Le 19 mars 2009, Luc Larochelle rapporte une présentation de Heinz Julen comme conférencier au Symposium sur le développement durable en tourisme de Québec. L’artiste fait référence à un concept de « Catholic Hotel » dans un paysage qui ressemble à celui d’Orford.
Fidèle à sa conception du rôle de l’artiste, il ne répond pas à une commande de Vertendre, il met en valeur sa créativité d’artiste en proposant un concept provoquant : « Un concept comme Catholic Hotel ne ralliera sans doute pas tout le monde ici non plus. C’est sain que les gens se sentent concernés. Si une idée n’arrive pas à rallier, s’il ne peut être démontré qu’elle est viable, elle n’a pas le droit d’exister. Chose certaine, si Catholic Hotel ne se réalise pas ici, il a un potentiel ailleurs »
Depuis ce temps on n’entend plus parler de Heinz Julen et de ses plans pour l’hôtel au sommet du mont Sylvio Lacharité qui devaient être déposés en 2008.
Cet épisode pourrait être traité comme un coup de marketing qui laissera la place à un projet réaliste avec des professionnels qualifiés lorsque le temps sera venu de passer à l’action.
Compte tenu de l’expérience de Julen, l’éventualité d’un partenariat financier avec l’artiste soulève des questions sur la crédibilité du promoteur Vertendre.
Un projet d’hôtel de 40 millions $ nécessite la participation d’un grand nombre de partenaires et de fournisseurs. Étant donné la réputation d’affaires de Julen, qui peut-être prêt à s’engager dans une relation d’affaires avec un tel partenaire ?
Vertendre constitue la première expérience d’envergure de la famille Chagnon dans le domaine immobilier. On ne peut pas se baser sur une expérience passée pour juger de la compétence des promoteurs. On ne connaît pas leurs moyens financiers ni leurs appuis dans ce domaine autrement que par de vagues allusions à des groupes québécois qui seraient intéressés.
La mention « renommée internationale » est un puissant argument de vente dans les domaines où le prestige est une valeur ajoutée recherchée par la clientèle ciblée. Le Québec n’a pas fini de payer pour la fascination du maire Jean Drapeau envers l’architecte de renommée internationale Roger Taillibert. Le stade olympique a besoin d’un nouveau toit dont le coût est évalué à 300 millions $. L’épisode récent de Clotaire Rapaille à Québec est la dernière illustration de l’importance de l’analyse des dossiers de personnalités qui cultivent leur renommée.

+===+

## [CONSIGNE A]
Recopiez sans rien changer toutes les lignes des enregistrements d'annotation ci-dessous.

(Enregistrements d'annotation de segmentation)
+===+

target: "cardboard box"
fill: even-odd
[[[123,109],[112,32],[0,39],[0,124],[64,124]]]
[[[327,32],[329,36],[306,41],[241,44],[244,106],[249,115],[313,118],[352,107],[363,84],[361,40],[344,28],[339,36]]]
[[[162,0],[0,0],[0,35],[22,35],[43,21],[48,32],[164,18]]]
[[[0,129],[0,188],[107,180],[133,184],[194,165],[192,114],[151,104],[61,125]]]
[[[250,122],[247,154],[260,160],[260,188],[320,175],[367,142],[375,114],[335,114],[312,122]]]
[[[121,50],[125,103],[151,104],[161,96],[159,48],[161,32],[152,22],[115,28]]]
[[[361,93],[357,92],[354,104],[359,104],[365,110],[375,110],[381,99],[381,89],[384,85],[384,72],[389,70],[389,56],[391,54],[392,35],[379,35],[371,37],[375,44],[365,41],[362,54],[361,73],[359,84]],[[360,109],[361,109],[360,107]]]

+===+

## [CONSIGNE B]
Reprenez le texte sur le projet d'hôtel de Heinz Julen avec Vertendre et écrivez la suite, en commençant juste après sa dernière phrase.

## [BONNE RÉPONSE A]
target: "cardboard box"
fill: even-odd
[[[123,109],[112,32],[0,39],[0,124],[64,124]]]
[[[327,32],[329,36],[306,41],[241,44],[244,106],[249,115],[313,118],[352,107],[363,84],[361,40],[344,28],[339,36]]]
[[[162,0],[0,0],[0,35],[22,35],[43,21],[48,32],[164,18]]]
[[[0,129],[0,188],[107,180],[133,184],[194,165],[192,114],[151,104],[61,125]]]
[[[250,122],[247,154],[260,160],[260,188],[320,175],[367,142],[375,114],[335,114],[312,122]]]
[[[121,50],[125,103],[151,104],[161,96],[159,48],[161,32],[152,22],[115,28]]]
[[[361,93],[357,92],[354,104],[359,104],[365,110],[375,110],[381,99],[381,89],[384,85],[384,72],[389,70],[389,56],[391,54],[392,35],[379,35],[371,37],[375,44],[365,41],[362,54],[361,73],[359,84]],[[360,109],[361,109],[360,107]]]

## [BONNE RÉPONSE B]
Au delà du culte des apparences
Les frères Chagnon cultivent adroitement une image de promoteurs engagés dans des réalisations respectueuses de l’environnement. Les médias sont friands d’histoires à succès d’entrepreneurs et de projets qui portent la « tendance » à l’environnement.
Est-ce par manque d’expérience qu’ils ont choisi d’entretenir une relation fortement médiatisée avec l’artiste Heinz Julen transformé en « architecte de renommée mondiale » ? Ou est-ce une démarche consciente de marketing pour bâtir la notoriété du projet et obtenir des gains auxquels ils n’auraient pas accès autrement ?
La notoriété de leur projet aura été utile pour obtenir une concession stratégique dans le schéma d’aménagement et de développement de la part de la MRC de Memphrémagog. Cette modification était nécessaire pour obtenir le droit de construction au sommet du mont Sylvio-Lacharité. La construction sur le sommet des montagnes va à l’encontre des meilleures pratiques en environnement et en protection des paysages. On nous assure qu’on fera le nécessaire pour protéger l’environnement autour de l’hôtel. Mais là n’est pas l’essentiel.
La MRC n’a pas jugé bon de leur demander une garantie d’exécution ni d’imposer une clause de limitation dans le temps. Ils ont ainsi obtenu une augmentation substantielle de la valeur commerciale de leurs propriétés. Rien n’empêche les frères Chagnon de vendre ces terrains à un promoteur qui en maximisera la valeur commerciale et qui créera une nouvelle pression de développement en périphérie du parc national du Mont-Orford.
Les mauvaises pratiques dans le domaine de l’immobilier et de son financement sont au cœur des problèmes économiques que nous vivons actuellement. Ne serait-il pas sage d’investiguer les bases financières des grands projets avant de les valoriser auprès d’une population qui n’a pas les moyens de faire la différence entre les illusions du marketing et la réalité ?
Dans le cas de projets spéculatifs, où on ne connaît pas les éventuels propriétaires qui financeront les réalisations, les autorités publiques ne devraient-elles pas attendre avant d’accorder des concessions en aménagement du territoire ? Ne devraient-elles pas exiger des garanties ?
Parce que, comme l’illustre si bien le dicton anglais : « He, who pays the piper, calls the tune. »
[1] Le Temps, nº 2449 Zooms, vendredi 30 décembre 2005, Un rêve face au Cervin, Anne Fournier.
[2] Le Temps, nº 2449 Zooms, vendredi 30 décembre 2005, Un rêve face au Cervin, Anne Fournier.
[3] Le Temps Une débâcle pas comme les autres, Laurent Nicolet 3 août 2000.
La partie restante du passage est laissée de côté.